--- Quellenauszug ---
Nachruf auf Angela Rosenthal
von Viktoria Schmidt-Linsenhoff
Angela Rosenthal gehört der zweiten Generation von Kunsthistorikerinnen
an, die das Problembewußtsein des Fachs mit Fragestellungen der
Genderforschung und des Postkolonialismus erweitert hat und der ersten,
die dies mit jener entspannten Selbstverständlichkeit tut, die erst
Strukturen verändert. Ich habe Angela Rosenthal 1992 an der Universität
Trier kennen gelernt als sie ihre Dissertation über Angelika Kauffmann
schrieb, die von Andreas Haus betreut wurde. In einer Situation, in der
sich andere zur Niederschrift langjähriger Recherchen von der Außenwelt
abschotten, begeisterte sie sich für den Aufbau eines neuen
Schwerpunktes "Interkulturalität und Geschlechterdifferenz" an meinem
Lehrstuhl. Sie engagierte sich in der Organisation der 6.
Kunsthistorikerinnen-Tagung "Ethnozentrismus und Geschlechterdifferenz"
(Trier 1995) und lud die afrobritischen Künstlerinnen Lubaina Himid und
Maud Sulter ein, um den Beitrag der künstlerischen Praxis zur
Theoriebildung deutlich zu machen. Gleichzeitig arbeitete sie mit an der
Konzeption des Projektes "Das Subjekt und die Anderen", dem Einstieg in
ein neues Forschungsfeld, das mit dem interdisziplinären "Centrum für
Postcolonial und Genderforschung" an der Universität Trier
institutionalisiert wurde. Entscheidend für die Produktivität dieser
Jahre waren die Lust an radikalen Theorien, an erbitterten Kontroversen
(unvergeßlich der Streit in überfüllten Räumen um Judith Butlers
Körperkonzept) und ein politischer, alltagsbezogener
Wissenschaftsbegriff. Angela Rosenthal teilte diese Stimmung, die
keineswegs immer lustig war, und verband sie mit zwei Momenten, die für
ihre Arbeit prägend blieben: die Liebe zu den kunstgeschichtlichen
Gegenständen, die sich in einer Akribie äußerte, die dem finstersten
Positivisten zur Ehre gereicht hätte, und die Fähigkeit,
wissenschaftliche Freundschaften produktiv zu machen.
--- Auflistung ---
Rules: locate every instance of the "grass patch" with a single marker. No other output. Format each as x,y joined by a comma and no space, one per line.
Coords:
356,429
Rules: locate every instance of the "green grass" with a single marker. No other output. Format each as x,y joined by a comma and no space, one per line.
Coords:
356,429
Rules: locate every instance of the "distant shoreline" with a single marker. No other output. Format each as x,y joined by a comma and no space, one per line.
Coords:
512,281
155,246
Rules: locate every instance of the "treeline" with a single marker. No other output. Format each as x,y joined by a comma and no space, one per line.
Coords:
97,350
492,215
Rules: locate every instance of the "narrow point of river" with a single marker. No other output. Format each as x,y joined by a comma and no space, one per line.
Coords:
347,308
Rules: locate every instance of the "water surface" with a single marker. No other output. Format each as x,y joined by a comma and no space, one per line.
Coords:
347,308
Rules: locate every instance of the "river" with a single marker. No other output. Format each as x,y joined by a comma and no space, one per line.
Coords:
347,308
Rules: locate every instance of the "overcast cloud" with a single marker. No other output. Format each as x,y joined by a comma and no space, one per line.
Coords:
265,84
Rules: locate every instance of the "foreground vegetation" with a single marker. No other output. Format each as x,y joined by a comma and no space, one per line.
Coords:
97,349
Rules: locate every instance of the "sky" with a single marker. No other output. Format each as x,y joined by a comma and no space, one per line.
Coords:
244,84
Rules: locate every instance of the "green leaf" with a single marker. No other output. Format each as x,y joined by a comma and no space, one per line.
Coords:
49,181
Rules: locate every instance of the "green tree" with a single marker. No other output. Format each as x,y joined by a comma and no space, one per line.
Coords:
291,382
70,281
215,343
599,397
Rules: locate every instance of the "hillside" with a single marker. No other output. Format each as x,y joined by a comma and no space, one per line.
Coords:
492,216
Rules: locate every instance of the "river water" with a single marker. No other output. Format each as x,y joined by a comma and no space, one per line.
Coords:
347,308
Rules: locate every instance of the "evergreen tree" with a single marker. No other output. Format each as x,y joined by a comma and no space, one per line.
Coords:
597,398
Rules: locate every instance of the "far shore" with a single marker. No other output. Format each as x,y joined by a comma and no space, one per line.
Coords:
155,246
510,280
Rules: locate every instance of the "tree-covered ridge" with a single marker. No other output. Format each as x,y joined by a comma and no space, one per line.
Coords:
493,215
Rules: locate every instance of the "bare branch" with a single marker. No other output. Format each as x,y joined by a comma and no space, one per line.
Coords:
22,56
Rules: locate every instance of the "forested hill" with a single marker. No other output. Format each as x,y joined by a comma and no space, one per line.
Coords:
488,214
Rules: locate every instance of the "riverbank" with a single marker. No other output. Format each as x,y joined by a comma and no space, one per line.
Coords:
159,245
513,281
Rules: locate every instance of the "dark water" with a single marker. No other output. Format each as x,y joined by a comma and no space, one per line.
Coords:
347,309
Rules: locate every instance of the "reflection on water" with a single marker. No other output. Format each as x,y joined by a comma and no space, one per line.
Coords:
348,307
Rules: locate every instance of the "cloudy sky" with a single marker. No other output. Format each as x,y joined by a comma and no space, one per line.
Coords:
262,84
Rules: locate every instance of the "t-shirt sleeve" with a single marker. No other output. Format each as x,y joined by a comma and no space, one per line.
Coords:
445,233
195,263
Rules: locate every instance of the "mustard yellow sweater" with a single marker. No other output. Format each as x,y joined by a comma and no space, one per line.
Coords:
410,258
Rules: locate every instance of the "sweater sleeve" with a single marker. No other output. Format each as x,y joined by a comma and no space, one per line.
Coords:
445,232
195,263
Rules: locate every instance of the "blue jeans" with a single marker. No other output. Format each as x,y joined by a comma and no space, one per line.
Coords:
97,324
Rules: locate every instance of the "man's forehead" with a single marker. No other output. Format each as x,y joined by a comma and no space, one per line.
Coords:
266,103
---
Aufgabenliste
• a. Gib den Abschnitt des Nachrufs wieder, der mit „Nachruf auf Angela“ beginnt und bis „Organisation der 6.“ reicht. Ersetze darin „Dissertation“ durch „Doktorarbeit“.
• b. Schreibe den Nachruf auf Angela Rosenthal im Anschluss an seinen letzten Satz weiter.

Lösungsliste
• a.
Nachruf auf Angela Rosenthal
von Viktoria Schmidt-Linsenhoff
Angela Rosenthal gehört der zweiten Generation von Kunsthistorikerinnen
an, die das Problembewußtsein des Fachs mit Fragestellungen der
Genderforschung und des Postkolonialismus erweitert hat und der ersten,
die dies mit jener entspannten Selbstverständlichkeit tut, die erst
Strukturen verändert. Ich habe Angela Rosenthal 1992 an der Universität
Trier kennen gelernt als sie ihre Doktorarbeit über Angelika Kauffmann
schrieb, die von Andreas Haus betreut wurde. In einer Situation, in der
sich andere zur Niederschrift langjähriger Recherchen von der Außenwelt
abschotten, begeisterte sie sich für den Aufbau eines neuen
Schwerpunktes "Interkulturalität und Geschlechterdifferenz" an meinem
Lehrstuhl. Sie engagierte sich in der Organisation der 6.

• b.
Nach der Promotion und einem kurzen Zwischenspiel an der Stadtgalerie
Saarbrücken beginnt ihre akademische Karriere mit einer Assistenz an
der Northwestern University in Chicago, wo sie Einführungskurse mit
Überblicksdarstellungen von der Höhlenmalerei bis zur Gegenwartskunst
geben muß, die sie zur Verzweiflung treiben und die sie dann doch mit
einem bildwissenschaftlichen Curriculum bewältigt. 1997 wird sie
Assistant und 2003 Associate Professor an dem Dartmouth College/Hanover
(New Hampshire). Das Studium an dem Courtauld Institute und dem
University College in London (1986) hatte sie mit der anglophonen
Kunstgeschichtsschreibung vertraut gemacht und einen persönlichen
Kontakt zu David Bindman ermöglicht, dem sie eng verbunden bleibt. Als
sie in den USA zu lehren begann, war der gendertheoretische Glanz der
women- und minority-studies am verblassen; der politische Impetus von
Frauen und ethnischen Minderheiten an nordamerkanischen Colleges war
längst in eine Phase der wissenschaftlichen Differenzierung und einer
nicht selten abgehobenen Reflexion übergegangen. Die kritische
Auseinandersetzung mit diesen Prozessen und mit der Herausforderung des
Fachs durch cultural und visual studies haben Angela Rosenthals Arbeit
wesentlich geprägt.
In der Dissertation über Angelika Kauffmann wendet sie sich gegen die
Identitätpolitik einer problematischen Frauenkunstgeschichte und
entwickelt statt dessen aus der Künstlerinnen-Forschung neue Ansätze
zur Bildnismalerei, die sie in prägnante Begriffe faßt wie: das Porträt
als Ereignis und Prozeß, Blickwechsel im Atelier, der innere Orient etc.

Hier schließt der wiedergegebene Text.